**Point localization data**
== Segment start ==

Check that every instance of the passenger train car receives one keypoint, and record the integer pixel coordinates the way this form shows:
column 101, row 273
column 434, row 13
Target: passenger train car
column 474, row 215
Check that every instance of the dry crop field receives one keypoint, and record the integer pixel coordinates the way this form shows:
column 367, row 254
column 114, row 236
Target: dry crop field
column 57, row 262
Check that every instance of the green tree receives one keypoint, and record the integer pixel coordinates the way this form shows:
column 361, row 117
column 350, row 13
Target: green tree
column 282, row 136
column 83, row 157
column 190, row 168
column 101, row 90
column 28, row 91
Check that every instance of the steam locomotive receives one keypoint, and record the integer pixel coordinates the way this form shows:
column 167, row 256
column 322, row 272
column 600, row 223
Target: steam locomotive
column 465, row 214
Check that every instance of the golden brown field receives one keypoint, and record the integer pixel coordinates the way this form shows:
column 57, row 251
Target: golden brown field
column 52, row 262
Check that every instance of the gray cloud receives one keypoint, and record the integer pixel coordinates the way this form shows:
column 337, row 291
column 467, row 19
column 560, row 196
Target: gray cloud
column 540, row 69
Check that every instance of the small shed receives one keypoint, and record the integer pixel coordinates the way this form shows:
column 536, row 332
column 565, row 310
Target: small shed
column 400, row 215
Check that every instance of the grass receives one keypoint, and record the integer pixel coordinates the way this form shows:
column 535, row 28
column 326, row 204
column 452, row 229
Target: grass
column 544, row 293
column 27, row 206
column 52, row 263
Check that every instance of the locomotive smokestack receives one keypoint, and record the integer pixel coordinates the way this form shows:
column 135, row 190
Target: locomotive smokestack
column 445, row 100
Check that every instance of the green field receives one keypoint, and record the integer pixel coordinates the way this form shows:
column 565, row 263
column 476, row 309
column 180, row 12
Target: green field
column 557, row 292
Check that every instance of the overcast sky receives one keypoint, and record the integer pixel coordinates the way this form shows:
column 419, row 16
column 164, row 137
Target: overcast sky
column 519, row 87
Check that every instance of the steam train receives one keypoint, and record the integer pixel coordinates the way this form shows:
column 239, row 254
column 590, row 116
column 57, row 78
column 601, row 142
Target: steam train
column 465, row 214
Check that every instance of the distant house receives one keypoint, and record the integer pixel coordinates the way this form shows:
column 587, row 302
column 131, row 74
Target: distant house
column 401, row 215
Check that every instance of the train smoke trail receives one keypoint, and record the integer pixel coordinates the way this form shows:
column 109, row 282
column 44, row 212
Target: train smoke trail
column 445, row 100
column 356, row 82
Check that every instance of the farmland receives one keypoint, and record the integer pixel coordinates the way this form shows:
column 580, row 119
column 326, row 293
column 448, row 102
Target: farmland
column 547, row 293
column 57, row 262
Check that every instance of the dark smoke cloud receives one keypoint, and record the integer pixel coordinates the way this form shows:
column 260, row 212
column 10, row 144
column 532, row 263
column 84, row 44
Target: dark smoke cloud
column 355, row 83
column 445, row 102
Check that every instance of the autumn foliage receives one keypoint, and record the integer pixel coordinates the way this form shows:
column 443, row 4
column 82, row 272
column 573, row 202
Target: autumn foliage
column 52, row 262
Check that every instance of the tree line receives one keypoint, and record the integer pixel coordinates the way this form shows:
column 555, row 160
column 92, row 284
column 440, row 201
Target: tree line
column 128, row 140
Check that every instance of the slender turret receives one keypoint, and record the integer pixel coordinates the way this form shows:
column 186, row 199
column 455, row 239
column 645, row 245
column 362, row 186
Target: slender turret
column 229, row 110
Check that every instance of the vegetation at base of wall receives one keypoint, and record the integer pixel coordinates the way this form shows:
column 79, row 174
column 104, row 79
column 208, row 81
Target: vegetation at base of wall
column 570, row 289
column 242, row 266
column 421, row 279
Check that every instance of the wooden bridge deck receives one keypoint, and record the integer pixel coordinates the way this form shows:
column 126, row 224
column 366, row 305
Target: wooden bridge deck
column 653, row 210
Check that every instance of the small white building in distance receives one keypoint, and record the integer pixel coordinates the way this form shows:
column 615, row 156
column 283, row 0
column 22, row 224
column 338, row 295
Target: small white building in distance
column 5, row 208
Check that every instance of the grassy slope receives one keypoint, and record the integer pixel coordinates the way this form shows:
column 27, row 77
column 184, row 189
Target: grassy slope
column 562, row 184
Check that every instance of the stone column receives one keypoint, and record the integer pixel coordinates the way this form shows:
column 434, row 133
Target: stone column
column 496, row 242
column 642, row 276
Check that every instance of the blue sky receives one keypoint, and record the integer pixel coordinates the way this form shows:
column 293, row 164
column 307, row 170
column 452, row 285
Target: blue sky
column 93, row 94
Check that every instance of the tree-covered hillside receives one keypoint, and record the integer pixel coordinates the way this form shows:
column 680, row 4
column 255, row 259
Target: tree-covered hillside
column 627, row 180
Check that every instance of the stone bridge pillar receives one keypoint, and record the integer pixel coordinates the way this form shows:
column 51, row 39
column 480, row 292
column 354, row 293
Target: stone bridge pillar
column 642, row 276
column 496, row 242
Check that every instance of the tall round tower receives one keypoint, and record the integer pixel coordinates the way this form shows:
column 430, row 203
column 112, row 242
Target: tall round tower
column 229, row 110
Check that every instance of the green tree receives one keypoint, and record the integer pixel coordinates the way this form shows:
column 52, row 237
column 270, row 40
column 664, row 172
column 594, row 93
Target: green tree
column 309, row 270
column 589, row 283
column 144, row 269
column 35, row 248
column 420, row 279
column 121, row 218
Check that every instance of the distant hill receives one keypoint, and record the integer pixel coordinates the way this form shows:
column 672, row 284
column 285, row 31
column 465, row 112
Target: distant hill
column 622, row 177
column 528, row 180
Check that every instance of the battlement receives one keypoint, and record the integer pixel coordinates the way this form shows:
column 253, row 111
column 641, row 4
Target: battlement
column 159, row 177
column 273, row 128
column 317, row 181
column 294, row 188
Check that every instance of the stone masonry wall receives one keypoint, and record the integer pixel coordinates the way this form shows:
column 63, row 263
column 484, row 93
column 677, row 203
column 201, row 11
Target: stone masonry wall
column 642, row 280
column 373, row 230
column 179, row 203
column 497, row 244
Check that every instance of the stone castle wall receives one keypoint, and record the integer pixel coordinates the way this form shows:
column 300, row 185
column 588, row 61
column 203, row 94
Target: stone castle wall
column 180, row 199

== Segment end ==

**EXERCISE GOAL**
Give back every line of the data exactly.

**RESPONSE BELOW**
Check that every instance of the passenger train car receives one keypoint, and record the integer pixel coordinates the way this form shows:
column 101, row 273
column 434, row 13
Target: passenger train car
column 474, row 215
Check that every instance of the dry crop field receives one keypoint, and record the integer pixel coordinates the way this form shows:
column 367, row 254
column 114, row 236
Target: dry crop field
column 57, row 262
Check that every instance of the green tree receives one keypoint, and record the integer pixel coordinates the way this form shows:
column 361, row 117
column 350, row 13
Target: green tree
column 282, row 136
column 83, row 157
column 190, row 168
column 101, row 90
column 28, row 91
Check that every instance of the steam locomotive receives one keypoint, and record the integer pixel coordinates the way this form shows:
column 167, row 256
column 322, row 272
column 600, row 223
Target: steam locomotive
column 465, row 214
Check that every instance of the golden brown field receives one keypoint, and record the integer pixel coordinates the way this form shows:
column 57, row 251
Target: golden brown field
column 52, row 262
Check that every instance of the gray cloud receives one keypoint, and record the integer pixel coordinates the way this form shows:
column 337, row 291
column 467, row 19
column 560, row 196
Target: gray cloud
column 540, row 69
Check that every instance of the small shed receives one keypoint, and record the integer pixel coordinates the way this form shows:
column 536, row 332
column 565, row 310
Target: small shed
column 400, row 215
Check that every instance of the grass receives one keypoint, and record the integer pixel coordinates the way this form shows:
column 535, row 28
column 326, row 204
column 452, row 229
Target: grass
column 544, row 293
column 27, row 206
column 52, row 263
Check that every instance of the locomotive smokestack receives one keypoint, and record the integer pixel coordinates the way this form shows:
column 135, row 190
Target: locomotive smokestack
column 445, row 100
Check that every instance of the green field receives one keypoint, and record the integer pixel coordinates the way this form shows:
column 565, row 263
column 476, row 309
column 180, row 12
Target: green field
column 557, row 292
Check that every instance of the overcast sky receives one keypoint, and record the integer pixel coordinates the way this form shows:
column 419, row 16
column 164, row 137
Target: overcast sky
column 519, row 87
Check that every instance of the steam train receives one keypoint, and record the integer pixel coordinates the way this form shows:
column 239, row 254
column 590, row 116
column 57, row 78
column 601, row 142
Target: steam train
column 465, row 214
Check that every instance of the distant house receives one keypoint, and record the integer pixel coordinates the way this form shows:
column 587, row 302
column 131, row 74
Target: distant house
column 401, row 215
Check that every instance of the train smoke trail receives one keypoint, and record the integer pixel coordinates the way this form shows:
column 109, row 282
column 44, row 212
Target: train smoke trail
column 445, row 100
column 356, row 82
Check that every instance of the farmland receives one keypoint, and record the integer pixel coordinates the way this form shows:
column 580, row 119
column 326, row 293
column 448, row 102
Target: farmland
column 547, row 293
column 57, row 262
Check that every instance of the dark smoke cloud receives one keypoint, and record the integer pixel coordinates the way this form shows:
column 260, row 212
column 10, row 144
column 532, row 263
column 84, row 44
Target: dark smoke cloud
column 355, row 83
column 445, row 102
Check that every instance of the autumn foliage receives one keypoint, and record the integer pixel coordinates the way this form shows:
column 443, row 4
column 82, row 272
column 573, row 202
Target: autumn foliage
column 52, row 262
Check that every instance of the tree line receives one keypoint, and record the integer pixel coordinates the way this form shows:
column 555, row 160
column 92, row 284
column 440, row 201
Target: tree line
column 128, row 140
Check that every instance of the slender turret receives one keypoint, and record the integer pixel coordinates the way this form shows:
column 186, row 199
column 455, row 239
column 645, row 245
column 362, row 186
Target: slender turret
column 229, row 110
Check that every instance of the vegetation at base of wall receives one keypoint, and record the integer pixel coordinates the way this form shows:
column 79, row 174
column 104, row 79
column 208, row 81
Target: vegetation at base of wall
column 570, row 289
column 242, row 266
column 421, row 279
Check that every instance of the wooden bridge deck receives one keypoint, and record the integer pixel coordinates the way this form shows:
column 126, row 224
column 366, row 305
Target: wooden bridge deck
column 653, row 210
Check that every instance of the small white building in distance receives one keypoint, and record the integer pixel coordinates the way this form shows:
column 615, row 156
column 283, row 0
column 22, row 224
column 338, row 295
Target: small white building in distance
column 5, row 208
Check that every instance of the grassy slope receives one keypoint, and record the integer pixel coordinates the way this form shows:
column 27, row 77
column 184, row 189
Target: grassy slope
column 562, row 184
Check that every instance of the stone column receives one keypoint, and record the integer pixel coordinates the way this form shows:
column 434, row 133
Target: stone column
column 496, row 242
column 642, row 276
Check that every instance of the blue sky receives one keypoint, and record the integer pixel coordinates the way this form shows:
column 293, row 164
column 307, row 170
column 452, row 285
Target: blue sky
column 93, row 94
Check that every instance of the tree-covered hillside receives one keypoint, and record the integer pixel coordinates the way this form shows:
column 680, row 4
column 255, row 259
Target: tree-covered hillside
column 627, row 180
Check that every instance of the stone bridge pillar receives one keypoint, and record the integer pixel coordinates the way this form shows:
column 51, row 39
column 480, row 292
column 354, row 293
Target: stone bridge pillar
column 642, row 276
column 496, row 242
Check that every instance of the tall round tower receives one keypoint, and record the integer pixel coordinates the way this form shows:
column 430, row 203
column 112, row 242
Target: tall round tower
column 229, row 110
Check that every instance of the green tree receives one keypoint, and record the integer pixel coordinates the way this form shows:
column 52, row 237
column 270, row 40
column 664, row 172
column 594, row 93
Target: green tree
column 309, row 270
column 589, row 283
column 144, row 269
column 35, row 248
column 420, row 279
column 121, row 218
Check that every instance of the distant hill receives one keypoint, and record the integer pixel coordinates the way this form shows:
column 672, row 284
column 285, row 31
column 465, row 112
Target: distant hill
column 622, row 177
column 528, row 180
Check that every instance of the battlement receives one keypoint, and record the integer pixel coordinates the way this form shows:
column 253, row 111
column 641, row 4
Target: battlement
column 159, row 177
column 273, row 128
column 317, row 181
column 294, row 188
Check that every instance of the stone masonry wall receives one keypoint, and record the integer pixel coordinates the way this form shows:
column 63, row 263
column 484, row 93
column 677, row 203
column 201, row 11
Target: stone masonry wall
column 642, row 280
column 373, row 230
column 179, row 203
column 497, row 244
Check that every instance of the stone castle wall receives one keypoint, and record the integer pixel coordinates the way this form shows:
column 300, row 185
column 588, row 61
column 203, row 94
Target: stone castle wall
column 180, row 199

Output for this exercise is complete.